**Passage provided**.
Stylish, fun, and inexpensive, the model changes people's understanding of not only motorcycles, but also mobility and the enjoyment available through riding. Discontinued in the U.S. in 1974, 15 years after the Honda 50 was first introduced, the Super Cub continues to be offered in Japan, where it's popular with business users like the postal service, and in Southeast Asia, where it retains an important role in people's lives as private transport. In 2017 the little motorcycle surpasses a production milestone of 100 million units, making it the highest-selling motor vehicle in the world, and in 2018 it returns to American customers as a modern evolution of the legendary name. Today, the Super Cub continues to be offered worldwide, and its simple attributes of unique styling, reliability, frugality and sheer usability have never gone out of fashion, leading it to quietly achieve exactly what Mr. Honda and Mr. Fujisawa wanted: to get people mobile and keep them mobile.

DESIGN / STYLING
As always, Honda's time-tested Super Cub styling—defined by the word "universality" (ease of use for a wide range of people)—provides the cues for the model, the Super Cub C125 ABS featuring an S-letter silhouette that reaches from the steal rear fender to the step-through space. There is significant wind protection, with the rider positioned upright and close to the lower fairing, yet the Super Cub is still easy to mount and dismount.

An upright riding position provides the rider with optimum visibility on crowded city streets, and a pocket on the right side offers storage for essential items. The forged, tapered handlebar is positioned comfortably and is wrapped in curvaceous molded resin incorporating the display and instruments, paying homage to the original machine's wing-shaped handlebar. Aiding comfort, the seat uses thick, high-density urethane foam, and it narrows at the front so it's easier for the rider's feet to touch the ground.

Through the incorporation of LED lights, which require minimum space, the Super Cub C125's headlight shape matches that of the first-generation Super Cub. The instrument display has an outer ring housing an analog speedometer, while an inner ring contains information in understated digital form, including two trip meters and a six-segment fuel-level indicator.

A Honda Smart Key needn't be inserted in order to operate the motorcycle, and it also controls the vehicle theft deterrent. The key is equipped with an "answer back" function whereby the turn signals will blink at the push of a button to make finding the Super Cub easy in busy parking lots, and it allows electronic locking of the seat. In a nod to the motorcycle's forebears, a historical three-dimensional Classic Wing logo crowns the key fob.

**Written task 1**.
According to the Super Cub passage, what production milestone did the motorcycle pass in 2017?
The Super Cub passage and the records come from unrelated sources.

Detection annotation records:
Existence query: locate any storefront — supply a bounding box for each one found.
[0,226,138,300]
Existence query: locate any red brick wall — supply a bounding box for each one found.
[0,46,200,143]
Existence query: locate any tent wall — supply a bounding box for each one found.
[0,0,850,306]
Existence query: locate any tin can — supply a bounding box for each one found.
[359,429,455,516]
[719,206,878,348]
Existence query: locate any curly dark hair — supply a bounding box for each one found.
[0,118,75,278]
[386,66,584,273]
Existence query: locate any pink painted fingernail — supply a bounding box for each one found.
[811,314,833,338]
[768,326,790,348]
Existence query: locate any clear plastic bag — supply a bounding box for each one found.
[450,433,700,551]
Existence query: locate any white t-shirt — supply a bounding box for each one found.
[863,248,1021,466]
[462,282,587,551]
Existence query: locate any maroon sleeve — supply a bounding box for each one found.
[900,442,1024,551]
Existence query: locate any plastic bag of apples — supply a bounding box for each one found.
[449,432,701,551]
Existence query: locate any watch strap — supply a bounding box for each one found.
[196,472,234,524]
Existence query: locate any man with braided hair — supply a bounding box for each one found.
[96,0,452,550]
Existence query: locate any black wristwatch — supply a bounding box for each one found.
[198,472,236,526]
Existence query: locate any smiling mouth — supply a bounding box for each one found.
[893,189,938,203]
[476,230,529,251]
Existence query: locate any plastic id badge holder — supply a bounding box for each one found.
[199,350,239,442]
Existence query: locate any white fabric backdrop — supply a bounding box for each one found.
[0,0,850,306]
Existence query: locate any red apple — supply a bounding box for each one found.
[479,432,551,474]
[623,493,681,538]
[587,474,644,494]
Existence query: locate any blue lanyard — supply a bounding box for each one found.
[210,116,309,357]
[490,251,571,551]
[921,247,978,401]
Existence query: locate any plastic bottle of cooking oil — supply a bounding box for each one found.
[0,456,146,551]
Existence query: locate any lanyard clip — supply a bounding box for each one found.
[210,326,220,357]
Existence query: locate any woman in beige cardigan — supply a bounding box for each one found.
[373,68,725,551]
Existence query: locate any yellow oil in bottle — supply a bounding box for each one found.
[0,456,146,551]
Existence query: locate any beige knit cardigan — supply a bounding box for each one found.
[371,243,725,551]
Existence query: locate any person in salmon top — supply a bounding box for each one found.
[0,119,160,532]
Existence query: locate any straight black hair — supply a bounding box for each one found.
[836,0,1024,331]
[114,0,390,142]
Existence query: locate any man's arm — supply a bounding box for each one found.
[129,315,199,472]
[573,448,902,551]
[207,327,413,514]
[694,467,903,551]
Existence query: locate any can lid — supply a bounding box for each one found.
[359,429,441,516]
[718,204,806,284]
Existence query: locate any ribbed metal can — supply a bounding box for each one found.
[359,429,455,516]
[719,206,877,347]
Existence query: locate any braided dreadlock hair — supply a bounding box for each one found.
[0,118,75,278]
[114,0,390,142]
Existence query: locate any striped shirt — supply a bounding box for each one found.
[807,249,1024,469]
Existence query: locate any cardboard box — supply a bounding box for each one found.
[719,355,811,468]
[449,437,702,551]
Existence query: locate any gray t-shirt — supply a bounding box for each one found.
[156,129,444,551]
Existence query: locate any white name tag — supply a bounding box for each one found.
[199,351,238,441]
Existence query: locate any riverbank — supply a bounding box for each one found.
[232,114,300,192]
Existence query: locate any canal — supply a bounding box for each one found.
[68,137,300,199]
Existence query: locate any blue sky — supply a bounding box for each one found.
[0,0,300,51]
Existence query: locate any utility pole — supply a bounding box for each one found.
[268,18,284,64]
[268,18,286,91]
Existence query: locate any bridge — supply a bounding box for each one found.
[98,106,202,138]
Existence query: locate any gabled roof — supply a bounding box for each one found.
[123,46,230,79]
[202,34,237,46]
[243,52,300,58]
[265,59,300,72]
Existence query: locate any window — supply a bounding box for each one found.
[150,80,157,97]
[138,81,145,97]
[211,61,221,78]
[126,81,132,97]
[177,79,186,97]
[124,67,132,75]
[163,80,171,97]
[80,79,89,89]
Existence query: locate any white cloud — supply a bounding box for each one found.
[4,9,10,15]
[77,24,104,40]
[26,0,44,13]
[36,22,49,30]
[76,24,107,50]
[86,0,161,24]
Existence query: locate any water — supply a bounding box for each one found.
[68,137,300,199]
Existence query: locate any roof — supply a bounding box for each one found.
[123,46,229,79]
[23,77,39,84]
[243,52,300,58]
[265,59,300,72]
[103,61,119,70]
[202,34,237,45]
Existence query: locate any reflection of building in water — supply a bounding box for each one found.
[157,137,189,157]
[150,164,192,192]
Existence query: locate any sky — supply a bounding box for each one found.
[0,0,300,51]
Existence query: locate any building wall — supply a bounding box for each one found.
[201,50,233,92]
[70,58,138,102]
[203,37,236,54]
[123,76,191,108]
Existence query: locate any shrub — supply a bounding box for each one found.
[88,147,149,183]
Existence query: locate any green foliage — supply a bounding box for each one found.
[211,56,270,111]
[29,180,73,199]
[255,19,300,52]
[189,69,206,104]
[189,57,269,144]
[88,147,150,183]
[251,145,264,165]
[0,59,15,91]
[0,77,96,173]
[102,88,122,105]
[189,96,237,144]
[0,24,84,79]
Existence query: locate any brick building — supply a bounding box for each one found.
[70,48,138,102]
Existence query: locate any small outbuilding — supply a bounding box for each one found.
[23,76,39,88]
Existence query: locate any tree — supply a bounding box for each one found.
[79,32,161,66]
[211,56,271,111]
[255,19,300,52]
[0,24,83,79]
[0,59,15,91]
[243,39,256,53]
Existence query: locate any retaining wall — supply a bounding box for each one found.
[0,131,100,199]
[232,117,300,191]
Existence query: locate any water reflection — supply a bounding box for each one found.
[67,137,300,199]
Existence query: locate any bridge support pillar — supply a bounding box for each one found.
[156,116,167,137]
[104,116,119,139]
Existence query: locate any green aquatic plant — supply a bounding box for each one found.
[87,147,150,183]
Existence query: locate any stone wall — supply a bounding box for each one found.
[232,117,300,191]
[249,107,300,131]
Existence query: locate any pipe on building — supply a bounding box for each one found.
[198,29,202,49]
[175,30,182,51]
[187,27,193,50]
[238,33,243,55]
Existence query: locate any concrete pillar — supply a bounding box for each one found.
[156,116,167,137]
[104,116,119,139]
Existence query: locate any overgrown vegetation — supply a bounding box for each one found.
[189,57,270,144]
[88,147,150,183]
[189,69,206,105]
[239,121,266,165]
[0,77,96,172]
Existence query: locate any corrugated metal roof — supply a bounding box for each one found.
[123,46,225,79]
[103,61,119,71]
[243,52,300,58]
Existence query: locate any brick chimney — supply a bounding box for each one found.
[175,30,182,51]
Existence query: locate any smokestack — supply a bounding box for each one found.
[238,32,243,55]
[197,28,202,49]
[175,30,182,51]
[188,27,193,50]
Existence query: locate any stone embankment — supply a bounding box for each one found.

**Written task 2**.
Quote the records between the lines holding "Existence query: locate any pink" and "[96,0,452,550]", inclusive.

**Right answer 1**.
It surpassed 100 million units, making it the highest-selling motor vehicle in the world.

**Right answer 2**.
Existence query: locate any pink painted fingernail — supply a bounding box for each one found.
[811,314,833,338]
[768,326,790,348]
Existence query: locate any clear plastic bag — supply a bounding box for each one found.
[450,433,700,551]
Existence query: locate any white t-shirt — supply a bounding box for each one found.
[863,248,1021,466]
[462,282,587,551]
Existence query: locate any maroon sleeve — supply a bounding box for each one found.
[900,442,1024,551]
Existence query: locate any plastic bag of apples — supply a bounding box for each one found.
[449,432,701,551]
Existence query: locate any watch strap — supply a bounding box for each one found.
[196,472,234,524]
Existence query: locate any man with braided hair — supply a bounding box for each one found.
[96,0,452,550]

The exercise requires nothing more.